◆ Exercise inputs:
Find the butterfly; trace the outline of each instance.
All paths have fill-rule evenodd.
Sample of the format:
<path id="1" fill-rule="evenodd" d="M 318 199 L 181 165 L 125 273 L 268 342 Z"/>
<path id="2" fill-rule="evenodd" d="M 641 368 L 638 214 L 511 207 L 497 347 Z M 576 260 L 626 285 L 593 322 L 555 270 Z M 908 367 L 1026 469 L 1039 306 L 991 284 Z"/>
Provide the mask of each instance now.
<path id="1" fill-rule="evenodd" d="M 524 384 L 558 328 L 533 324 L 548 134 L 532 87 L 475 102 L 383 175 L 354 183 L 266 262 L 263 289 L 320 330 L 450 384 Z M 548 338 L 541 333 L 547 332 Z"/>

◆ Short problem: Give back the whole listing, word for word.

◆ Worked answer:
Find the butterfly; trace the outline of each instance.
All paths have fill-rule evenodd.
Sample of the format:
<path id="1" fill-rule="evenodd" d="M 318 199 L 181 165 L 125 273 L 268 342 Z"/>
<path id="2" fill-rule="evenodd" d="M 641 368 L 638 214 L 511 207 L 497 347 Z M 576 260 L 626 285 L 593 322 L 555 270 Z M 908 367 L 1026 469 L 1039 306 L 991 284 Z"/>
Provide the mask of each instance now.
<path id="1" fill-rule="evenodd" d="M 524 384 L 558 328 L 533 324 L 548 134 L 532 87 L 475 102 L 383 175 L 354 183 L 266 262 L 263 289 L 320 330 L 450 384 Z M 548 338 L 541 333 L 547 332 Z"/>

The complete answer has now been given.